---------- Provided information ----------

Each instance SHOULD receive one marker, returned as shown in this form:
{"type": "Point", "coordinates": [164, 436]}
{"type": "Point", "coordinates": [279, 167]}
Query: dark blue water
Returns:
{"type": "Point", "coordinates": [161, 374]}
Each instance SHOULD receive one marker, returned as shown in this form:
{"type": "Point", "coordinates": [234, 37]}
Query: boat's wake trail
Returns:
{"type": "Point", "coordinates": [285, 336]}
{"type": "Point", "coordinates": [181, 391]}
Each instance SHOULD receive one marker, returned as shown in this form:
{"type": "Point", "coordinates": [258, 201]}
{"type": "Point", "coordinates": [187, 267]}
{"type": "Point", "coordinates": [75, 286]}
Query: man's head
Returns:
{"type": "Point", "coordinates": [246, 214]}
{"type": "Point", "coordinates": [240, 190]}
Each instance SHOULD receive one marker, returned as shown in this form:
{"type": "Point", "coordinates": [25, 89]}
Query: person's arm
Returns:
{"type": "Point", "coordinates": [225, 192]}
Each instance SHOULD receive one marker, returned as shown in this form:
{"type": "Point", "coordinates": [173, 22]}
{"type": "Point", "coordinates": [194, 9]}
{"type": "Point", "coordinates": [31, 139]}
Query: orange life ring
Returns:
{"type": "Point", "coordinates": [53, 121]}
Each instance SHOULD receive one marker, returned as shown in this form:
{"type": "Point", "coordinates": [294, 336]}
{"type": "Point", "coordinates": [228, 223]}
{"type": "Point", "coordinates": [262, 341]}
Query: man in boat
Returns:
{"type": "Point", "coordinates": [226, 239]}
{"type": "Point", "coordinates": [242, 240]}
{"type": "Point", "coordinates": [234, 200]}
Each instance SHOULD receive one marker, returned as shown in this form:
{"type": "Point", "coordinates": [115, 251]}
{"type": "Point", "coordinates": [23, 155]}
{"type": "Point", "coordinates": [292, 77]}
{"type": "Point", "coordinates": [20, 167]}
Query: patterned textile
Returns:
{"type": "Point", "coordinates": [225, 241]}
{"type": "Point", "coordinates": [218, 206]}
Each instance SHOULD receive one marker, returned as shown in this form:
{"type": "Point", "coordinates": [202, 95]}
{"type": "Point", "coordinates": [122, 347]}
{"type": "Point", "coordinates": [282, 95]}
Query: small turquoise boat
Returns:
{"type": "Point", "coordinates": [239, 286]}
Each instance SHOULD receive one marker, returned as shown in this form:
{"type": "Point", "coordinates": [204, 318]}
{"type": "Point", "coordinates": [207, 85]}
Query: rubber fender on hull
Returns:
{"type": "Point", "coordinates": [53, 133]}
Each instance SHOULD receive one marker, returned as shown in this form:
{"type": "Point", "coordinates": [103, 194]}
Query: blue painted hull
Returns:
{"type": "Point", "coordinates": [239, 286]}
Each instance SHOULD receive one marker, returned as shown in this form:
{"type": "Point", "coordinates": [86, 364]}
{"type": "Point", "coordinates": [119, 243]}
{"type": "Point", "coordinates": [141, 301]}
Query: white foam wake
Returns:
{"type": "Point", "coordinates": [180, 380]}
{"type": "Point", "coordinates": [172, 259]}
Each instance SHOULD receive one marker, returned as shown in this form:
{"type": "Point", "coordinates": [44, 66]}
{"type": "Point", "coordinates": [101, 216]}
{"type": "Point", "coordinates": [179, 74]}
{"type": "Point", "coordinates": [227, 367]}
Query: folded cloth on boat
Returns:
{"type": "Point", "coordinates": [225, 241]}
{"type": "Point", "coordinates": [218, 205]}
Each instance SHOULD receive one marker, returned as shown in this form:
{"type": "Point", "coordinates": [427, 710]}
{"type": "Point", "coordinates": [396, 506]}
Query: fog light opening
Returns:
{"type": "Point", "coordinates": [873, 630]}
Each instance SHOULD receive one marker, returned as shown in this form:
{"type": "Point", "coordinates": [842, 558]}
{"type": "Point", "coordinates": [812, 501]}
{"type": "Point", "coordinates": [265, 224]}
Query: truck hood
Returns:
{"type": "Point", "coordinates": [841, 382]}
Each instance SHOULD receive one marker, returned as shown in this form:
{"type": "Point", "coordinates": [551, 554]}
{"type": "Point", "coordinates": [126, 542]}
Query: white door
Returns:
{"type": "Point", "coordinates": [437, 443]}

----------

** What to do **
Give the data again, exactly as it stands.

** Task result **
Each instance SHOULD receive one marker, returned as shown in this form:
{"type": "Point", "coordinates": [164, 436]}
{"type": "Point", "coordinates": [279, 167]}
Query: dark blue water
Returns:
{"type": "Point", "coordinates": [161, 374]}
Each instance SHOULD receive one marker, returned as shown in this form:
{"type": "Point", "coordinates": [234, 37]}
Query: boat's wake trail
Returns:
{"type": "Point", "coordinates": [285, 336]}
{"type": "Point", "coordinates": [181, 391]}
Each instance SHOULD receive one marker, returned as shown in this form:
{"type": "Point", "coordinates": [258, 201]}
{"type": "Point", "coordinates": [187, 267]}
{"type": "Point", "coordinates": [75, 286]}
Query: man's head
Returns:
{"type": "Point", "coordinates": [246, 214]}
{"type": "Point", "coordinates": [240, 190]}
Each instance SHOULD receive one marker, returned as shown in this form:
{"type": "Point", "coordinates": [25, 89]}
Query: person's arm
Returns:
{"type": "Point", "coordinates": [225, 192]}
Each instance SHOULD receive one marker, returned as shown in this form:
{"type": "Point", "coordinates": [173, 22]}
{"type": "Point", "coordinates": [194, 9]}
{"type": "Point", "coordinates": [31, 139]}
Query: orange life ring
Returns:
{"type": "Point", "coordinates": [53, 121]}
Each instance SHOULD receive one marker, returned as shown in this form:
{"type": "Point", "coordinates": [294, 336]}
{"type": "Point", "coordinates": [228, 223]}
{"type": "Point", "coordinates": [262, 341]}
Query: man in boat
Returns:
{"type": "Point", "coordinates": [226, 239]}
{"type": "Point", "coordinates": [242, 240]}
{"type": "Point", "coordinates": [234, 200]}
Each instance SHOULD receive one marker, returned as shown in this form:
{"type": "Point", "coordinates": [115, 251]}
{"type": "Point", "coordinates": [23, 155]}
{"type": "Point", "coordinates": [292, 77]}
{"type": "Point", "coordinates": [20, 167]}
Query: patterned textile
Returns:
{"type": "Point", "coordinates": [225, 241]}
{"type": "Point", "coordinates": [218, 206]}
Each instance SHOULD receive one marker, returned as shown in this form:
{"type": "Point", "coordinates": [202, 95]}
{"type": "Point", "coordinates": [122, 347]}
{"type": "Point", "coordinates": [282, 95]}
Query: small turquoise boat
Returns:
{"type": "Point", "coordinates": [239, 286]}
Each instance SHOULD receive one marker, returned as shown in this form:
{"type": "Point", "coordinates": [204, 318]}
{"type": "Point", "coordinates": [207, 85]}
Query: rubber fender on hull
Returns:
{"type": "Point", "coordinates": [53, 133]}
Each instance SHOULD receive one marker, returned as shown in this form:
{"type": "Point", "coordinates": [103, 194]}
Query: blue painted hull
Returns:
{"type": "Point", "coordinates": [239, 286]}
Each instance SHOULD receive one marker, returned as shown in this form:
{"type": "Point", "coordinates": [86, 364]}
{"type": "Point", "coordinates": [119, 243]}
{"type": "Point", "coordinates": [141, 301]}
Query: white foam wake
Returns:
{"type": "Point", "coordinates": [180, 380]}
{"type": "Point", "coordinates": [172, 259]}
Each instance SHOULD receive one marker, returned as shown in this form:
{"type": "Point", "coordinates": [44, 66]}
{"type": "Point", "coordinates": [101, 216]}
{"type": "Point", "coordinates": [179, 74]}
{"type": "Point", "coordinates": [227, 367]}
Query: folded cloth on boat
Returns:
{"type": "Point", "coordinates": [225, 241]}
{"type": "Point", "coordinates": [218, 205]}
Each instance SHOULD receive one marker, returned as shown in this form:
{"type": "Point", "coordinates": [427, 710]}
{"type": "Point", "coordinates": [396, 506]}
Query: fog light opening
Returns:
{"type": "Point", "coordinates": [873, 630]}
Each instance SHOULD receive one marker, returned as shown in this form:
{"type": "Point", "coordinates": [842, 558]}
{"type": "Point", "coordinates": [812, 501]}
{"type": "Point", "coordinates": [265, 224]}
Query: truck hood
Returns:
{"type": "Point", "coordinates": [841, 382]}
Each instance SHOULD receive one marker, returned as shown in this form:
{"type": "Point", "coordinates": [551, 554]}
{"type": "Point", "coordinates": [126, 542]}
Query: white door
Returns:
{"type": "Point", "coordinates": [437, 443]}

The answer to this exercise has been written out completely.